_Instructions for the task_
Output the lines from the one containing "Intersection-audit request. Target: grass" through the one containing "(1072, 513)" as a Markdown table with the columns Row and Line, leaving out any blank lines.

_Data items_
══════════════════════════════

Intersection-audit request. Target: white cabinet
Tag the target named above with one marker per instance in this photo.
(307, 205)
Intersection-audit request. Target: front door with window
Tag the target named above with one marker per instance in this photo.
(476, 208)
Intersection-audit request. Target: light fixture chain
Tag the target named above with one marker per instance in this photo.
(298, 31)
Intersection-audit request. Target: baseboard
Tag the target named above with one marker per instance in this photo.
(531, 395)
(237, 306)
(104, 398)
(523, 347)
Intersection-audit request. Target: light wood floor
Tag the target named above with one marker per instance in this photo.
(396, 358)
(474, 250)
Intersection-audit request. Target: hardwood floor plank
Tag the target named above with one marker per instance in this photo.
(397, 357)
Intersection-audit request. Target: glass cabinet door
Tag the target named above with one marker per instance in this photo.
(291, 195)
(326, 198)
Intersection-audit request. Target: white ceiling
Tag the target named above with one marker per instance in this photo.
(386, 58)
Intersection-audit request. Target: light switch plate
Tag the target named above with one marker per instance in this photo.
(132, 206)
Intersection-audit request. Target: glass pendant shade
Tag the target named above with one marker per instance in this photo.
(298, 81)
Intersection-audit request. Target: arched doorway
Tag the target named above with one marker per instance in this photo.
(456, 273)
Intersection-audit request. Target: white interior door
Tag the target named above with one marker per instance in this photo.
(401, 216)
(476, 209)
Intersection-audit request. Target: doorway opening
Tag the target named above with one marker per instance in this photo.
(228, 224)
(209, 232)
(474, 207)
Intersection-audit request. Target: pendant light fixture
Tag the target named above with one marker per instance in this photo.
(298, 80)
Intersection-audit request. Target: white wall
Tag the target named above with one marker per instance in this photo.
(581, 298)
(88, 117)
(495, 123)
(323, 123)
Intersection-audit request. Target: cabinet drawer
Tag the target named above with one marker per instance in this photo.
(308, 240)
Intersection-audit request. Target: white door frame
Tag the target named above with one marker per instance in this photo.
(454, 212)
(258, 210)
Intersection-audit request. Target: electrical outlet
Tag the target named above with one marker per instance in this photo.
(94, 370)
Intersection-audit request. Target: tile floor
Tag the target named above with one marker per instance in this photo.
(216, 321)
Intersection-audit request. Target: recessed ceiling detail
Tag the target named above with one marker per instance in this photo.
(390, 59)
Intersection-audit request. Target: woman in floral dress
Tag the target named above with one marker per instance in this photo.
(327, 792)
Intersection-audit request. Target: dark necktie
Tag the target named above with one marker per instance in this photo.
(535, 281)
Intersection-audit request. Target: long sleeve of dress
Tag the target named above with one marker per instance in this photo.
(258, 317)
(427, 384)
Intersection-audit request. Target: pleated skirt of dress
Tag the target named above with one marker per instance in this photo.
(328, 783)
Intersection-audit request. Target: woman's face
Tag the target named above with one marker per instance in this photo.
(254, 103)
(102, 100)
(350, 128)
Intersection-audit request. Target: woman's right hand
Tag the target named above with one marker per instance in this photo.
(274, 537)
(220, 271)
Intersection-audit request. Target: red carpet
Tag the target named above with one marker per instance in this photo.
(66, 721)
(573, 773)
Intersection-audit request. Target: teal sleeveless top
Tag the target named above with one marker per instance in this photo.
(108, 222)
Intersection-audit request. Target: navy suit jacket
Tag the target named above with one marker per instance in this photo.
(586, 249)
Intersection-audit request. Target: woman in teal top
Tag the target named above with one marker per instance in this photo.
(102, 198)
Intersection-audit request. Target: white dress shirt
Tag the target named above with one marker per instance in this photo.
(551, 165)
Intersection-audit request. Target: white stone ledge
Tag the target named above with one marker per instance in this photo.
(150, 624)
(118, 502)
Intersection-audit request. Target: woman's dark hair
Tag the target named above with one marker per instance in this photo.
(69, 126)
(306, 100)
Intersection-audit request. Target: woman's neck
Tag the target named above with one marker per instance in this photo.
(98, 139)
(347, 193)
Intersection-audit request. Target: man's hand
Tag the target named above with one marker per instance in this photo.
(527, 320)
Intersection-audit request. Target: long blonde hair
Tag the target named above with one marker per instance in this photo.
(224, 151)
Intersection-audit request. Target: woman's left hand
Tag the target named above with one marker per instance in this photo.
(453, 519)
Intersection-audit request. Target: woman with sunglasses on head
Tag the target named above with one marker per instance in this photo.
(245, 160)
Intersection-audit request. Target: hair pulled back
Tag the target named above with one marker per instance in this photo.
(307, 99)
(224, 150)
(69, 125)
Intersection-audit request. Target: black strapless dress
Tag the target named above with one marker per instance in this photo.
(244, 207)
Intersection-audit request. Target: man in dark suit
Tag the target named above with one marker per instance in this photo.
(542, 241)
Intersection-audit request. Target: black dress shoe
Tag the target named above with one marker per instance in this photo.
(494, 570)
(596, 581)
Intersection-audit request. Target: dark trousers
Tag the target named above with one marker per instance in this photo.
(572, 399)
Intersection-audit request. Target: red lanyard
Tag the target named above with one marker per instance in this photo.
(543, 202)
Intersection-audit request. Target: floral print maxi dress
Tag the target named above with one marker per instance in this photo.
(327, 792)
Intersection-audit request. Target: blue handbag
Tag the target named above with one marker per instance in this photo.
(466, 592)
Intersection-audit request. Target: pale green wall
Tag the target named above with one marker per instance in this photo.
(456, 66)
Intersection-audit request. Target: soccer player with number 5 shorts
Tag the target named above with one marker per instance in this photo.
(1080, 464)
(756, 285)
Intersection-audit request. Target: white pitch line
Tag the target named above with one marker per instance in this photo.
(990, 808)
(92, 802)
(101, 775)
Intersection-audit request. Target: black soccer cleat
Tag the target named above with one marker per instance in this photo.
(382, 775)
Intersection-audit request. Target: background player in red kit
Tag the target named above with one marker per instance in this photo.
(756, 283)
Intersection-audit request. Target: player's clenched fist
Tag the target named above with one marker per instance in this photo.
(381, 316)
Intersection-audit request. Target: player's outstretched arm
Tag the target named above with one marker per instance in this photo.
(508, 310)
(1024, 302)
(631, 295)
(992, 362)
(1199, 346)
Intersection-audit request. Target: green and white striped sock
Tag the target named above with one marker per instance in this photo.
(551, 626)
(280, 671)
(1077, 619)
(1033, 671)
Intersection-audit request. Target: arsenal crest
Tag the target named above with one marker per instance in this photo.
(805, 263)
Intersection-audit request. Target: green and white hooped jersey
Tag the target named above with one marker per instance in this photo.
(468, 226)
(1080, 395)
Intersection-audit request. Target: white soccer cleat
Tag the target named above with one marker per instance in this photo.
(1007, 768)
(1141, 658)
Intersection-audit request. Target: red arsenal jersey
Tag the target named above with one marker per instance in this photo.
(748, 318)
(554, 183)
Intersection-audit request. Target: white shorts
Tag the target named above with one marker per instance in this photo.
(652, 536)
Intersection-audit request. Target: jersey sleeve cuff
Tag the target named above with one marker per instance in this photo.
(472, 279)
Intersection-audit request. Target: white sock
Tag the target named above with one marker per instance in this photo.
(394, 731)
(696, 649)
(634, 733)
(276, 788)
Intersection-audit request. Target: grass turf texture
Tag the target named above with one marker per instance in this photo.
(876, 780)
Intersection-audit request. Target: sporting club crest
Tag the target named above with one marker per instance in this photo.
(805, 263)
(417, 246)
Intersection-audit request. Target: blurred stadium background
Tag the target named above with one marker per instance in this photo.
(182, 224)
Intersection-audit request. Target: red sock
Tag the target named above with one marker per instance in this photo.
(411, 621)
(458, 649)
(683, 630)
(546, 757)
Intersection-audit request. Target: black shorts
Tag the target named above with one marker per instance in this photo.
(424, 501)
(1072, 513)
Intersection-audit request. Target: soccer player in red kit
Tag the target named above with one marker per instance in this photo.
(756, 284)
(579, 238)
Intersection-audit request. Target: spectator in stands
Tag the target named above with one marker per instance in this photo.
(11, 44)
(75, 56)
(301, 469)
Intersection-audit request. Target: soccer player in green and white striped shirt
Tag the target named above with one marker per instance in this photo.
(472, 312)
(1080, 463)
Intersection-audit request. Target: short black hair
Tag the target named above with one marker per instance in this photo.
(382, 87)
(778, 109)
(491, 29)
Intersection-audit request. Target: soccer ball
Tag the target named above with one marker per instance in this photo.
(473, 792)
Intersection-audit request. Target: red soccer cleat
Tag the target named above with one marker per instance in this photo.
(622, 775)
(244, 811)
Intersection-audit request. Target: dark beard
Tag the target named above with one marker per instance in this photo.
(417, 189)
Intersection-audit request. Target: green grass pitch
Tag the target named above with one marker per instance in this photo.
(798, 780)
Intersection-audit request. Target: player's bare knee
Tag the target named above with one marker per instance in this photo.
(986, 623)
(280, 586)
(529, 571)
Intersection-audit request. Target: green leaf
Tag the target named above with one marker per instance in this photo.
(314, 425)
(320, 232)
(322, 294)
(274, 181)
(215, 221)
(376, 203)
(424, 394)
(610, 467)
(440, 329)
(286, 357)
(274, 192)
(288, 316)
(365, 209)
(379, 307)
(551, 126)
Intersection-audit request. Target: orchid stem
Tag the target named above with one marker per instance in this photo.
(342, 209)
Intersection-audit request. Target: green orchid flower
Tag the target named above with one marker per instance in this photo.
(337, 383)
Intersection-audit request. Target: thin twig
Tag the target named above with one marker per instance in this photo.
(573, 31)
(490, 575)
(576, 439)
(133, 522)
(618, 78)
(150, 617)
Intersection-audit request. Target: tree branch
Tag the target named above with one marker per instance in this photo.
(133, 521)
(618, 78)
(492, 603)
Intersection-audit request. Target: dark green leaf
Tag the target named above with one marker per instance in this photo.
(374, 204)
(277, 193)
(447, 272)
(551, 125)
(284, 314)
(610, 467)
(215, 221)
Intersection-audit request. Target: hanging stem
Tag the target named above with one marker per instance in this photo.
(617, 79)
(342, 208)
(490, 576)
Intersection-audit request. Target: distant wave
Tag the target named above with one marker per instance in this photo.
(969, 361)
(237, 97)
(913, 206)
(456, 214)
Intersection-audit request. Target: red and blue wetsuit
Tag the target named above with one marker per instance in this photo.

══════════════════════════════

_Answer to this exercise_
| Row | Line |
|---|---|
| 1 | Intersection-audit request. Target: grass turf texture |
| 2 | Tag the target named above with one marker per instance in this photo. |
| 3 | (876, 780) |
| 4 | Intersection-audit request. Target: sporting club crest |
| 5 | Tag the target named above with one marker per instance in this photo. |
| 6 | (805, 263) |
| 7 | (417, 246) |
| 8 | Intersection-audit request. Target: blurred stadium background |
| 9 | Tag the target named above with one marker per instance in this photo. |
| 10 | (182, 224) |
| 11 | Intersection-audit request. Target: red sock |
| 12 | Tag the target named above with one marker per instance in this photo. |
| 13 | (411, 621) |
| 14 | (458, 649) |
| 15 | (683, 630) |
| 16 | (546, 757) |
| 17 | Intersection-audit request. Target: black shorts |
| 18 | Tag the target named above with one marker per instance in this photo. |
| 19 | (424, 501) |
| 20 | (1072, 513) |